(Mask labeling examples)
::::

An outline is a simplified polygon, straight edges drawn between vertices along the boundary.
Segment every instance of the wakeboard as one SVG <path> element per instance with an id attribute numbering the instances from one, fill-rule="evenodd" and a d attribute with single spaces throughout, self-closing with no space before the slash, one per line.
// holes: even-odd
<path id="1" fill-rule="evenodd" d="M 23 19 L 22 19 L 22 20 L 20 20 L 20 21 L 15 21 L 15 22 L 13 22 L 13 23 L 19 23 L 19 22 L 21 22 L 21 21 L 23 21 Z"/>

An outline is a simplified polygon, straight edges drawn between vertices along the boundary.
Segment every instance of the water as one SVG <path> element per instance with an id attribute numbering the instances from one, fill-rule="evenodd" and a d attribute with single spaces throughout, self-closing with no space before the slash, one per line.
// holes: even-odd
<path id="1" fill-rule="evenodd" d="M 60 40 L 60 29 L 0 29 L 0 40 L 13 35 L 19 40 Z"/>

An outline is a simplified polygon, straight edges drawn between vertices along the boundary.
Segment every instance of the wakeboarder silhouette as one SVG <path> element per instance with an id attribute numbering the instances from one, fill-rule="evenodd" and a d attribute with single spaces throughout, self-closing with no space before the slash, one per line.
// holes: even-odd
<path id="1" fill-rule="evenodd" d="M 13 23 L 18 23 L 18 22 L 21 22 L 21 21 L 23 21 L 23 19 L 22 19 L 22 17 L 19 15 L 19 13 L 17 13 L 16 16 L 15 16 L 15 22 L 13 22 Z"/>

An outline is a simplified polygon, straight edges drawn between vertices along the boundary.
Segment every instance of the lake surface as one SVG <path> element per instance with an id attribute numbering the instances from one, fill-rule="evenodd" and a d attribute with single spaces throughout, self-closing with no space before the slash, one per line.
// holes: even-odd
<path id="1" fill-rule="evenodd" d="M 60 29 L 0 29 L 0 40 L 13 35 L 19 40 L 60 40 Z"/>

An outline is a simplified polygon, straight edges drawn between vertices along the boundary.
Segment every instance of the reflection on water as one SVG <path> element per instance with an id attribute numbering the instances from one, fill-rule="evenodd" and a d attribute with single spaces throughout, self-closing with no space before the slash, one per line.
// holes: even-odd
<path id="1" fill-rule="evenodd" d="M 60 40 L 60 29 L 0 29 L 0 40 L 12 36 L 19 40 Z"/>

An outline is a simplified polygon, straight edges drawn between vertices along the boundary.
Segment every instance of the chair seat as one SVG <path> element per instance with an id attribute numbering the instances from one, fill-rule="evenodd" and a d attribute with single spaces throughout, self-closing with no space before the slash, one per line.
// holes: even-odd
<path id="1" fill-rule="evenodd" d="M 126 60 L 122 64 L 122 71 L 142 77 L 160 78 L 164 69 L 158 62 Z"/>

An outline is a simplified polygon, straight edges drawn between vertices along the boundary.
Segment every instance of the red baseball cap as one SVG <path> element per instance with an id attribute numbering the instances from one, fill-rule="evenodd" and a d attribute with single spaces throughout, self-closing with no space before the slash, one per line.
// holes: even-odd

::::

Your objective
Please copy the listing above line for line, changing nothing.

Final result
An outline is a simplified polygon, straight edges drawn between vertices along the boundary.
Segment every instance of the wakeboard as one SVG <path> element per instance with an id attribute numbering the instances from one, fill-rule="evenodd" and a d attribute with single spaces throughout, self-closing with no space before the slash, one per line.
// holes: even-odd
<path id="1" fill-rule="evenodd" d="M 23 19 L 22 19 L 22 20 L 20 20 L 20 21 L 15 21 L 15 22 L 13 22 L 13 23 L 19 23 L 19 22 L 21 22 L 21 21 L 23 21 Z"/>

An outline is a simplified polygon, straight edges drawn between vertices along the boundary.
Segment every instance of the water as one SVG <path> element per instance with an id attribute numbering the instances from one, fill-rule="evenodd" and a d attribute with single spaces throughout, self-closing with no space before the slash, one per line.
// holes: even-odd
<path id="1" fill-rule="evenodd" d="M 60 40 L 60 29 L 0 29 L 0 40 L 13 35 L 19 40 Z"/>

An outline is a simplified polygon, straight edges drawn between vertices along the boundary.
Segment every instance of the wakeboarder silhouette as one SVG <path> element per instance with an id attribute numbering the instances from one, fill-rule="evenodd" and a d attribute with single spaces throughout, self-closing with no space before the slash, one per line.
// holes: even-odd
<path id="1" fill-rule="evenodd" d="M 13 23 L 18 23 L 18 22 L 21 22 L 21 21 L 23 21 L 23 19 L 22 19 L 22 17 L 19 15 L 19 13 L 17 13 L 16 16 L 15 16 L 15 22 L 13 22 Z"/>

An outline is a simplified polygon, straight edges drawn between vertices along the boundary.
Segment every instance of the lake surface as one SVG <path> element per instance with an id attribute numbering the instances from one, fill-rule="evenodd" and a d attribute with single spaces throughout, self-closing with no space before the slash, one per line.
// holes: even-odd
<path id="1" fill-rule="evenodd" d="M 60 29 L 0 29 L 0 40 L 13 35 L 19 40 L 60 40 Z"/>

An outline is a simplified polygon, straight edges drawn between vertices along the boundary.
Segment every instance of the reflection on water as one SVG <path> element per instance with an id attribute numbering the instances from one, fill-rule="evenodd" and a d attribute with single spaces throughout, self-closing with no space before the slash, one per line.
// holes: even-odd
<path id="1" fill-rule="evenodd" d="M 60 40 L 60 29 L 0 29 L 0 40 L 12 36 L 19 40 Z"/>

An outline is a simplified polygon, straight edges drawn between vertices along the boundary.
Segment every instance of the chair seat as one SVG <path> element per instance with an id attribute numbering the instances from one, fill-rule="evenodd" and a d attribute with single spaces throughout, self-closing with no space before the slash, one per line.
// holes: even-odd
<path id="1" fill-rule="evenodd" d="M 126 60 L 122 64 L 122 71 L 142 77 L 160 78 L 164 69 L 158 62 Z"/>

An outline is a simplified polygon, straight edges drawn between vertices along the boundary.
Segment every instance of the red baseball cap as one SVG <path> element per instance with an id attribute numbering the instances from one, fill-rule="evenodd" and a d attribute with single spaces throughout, self-closing with no space before the slash, one per line.
// holes: even-odd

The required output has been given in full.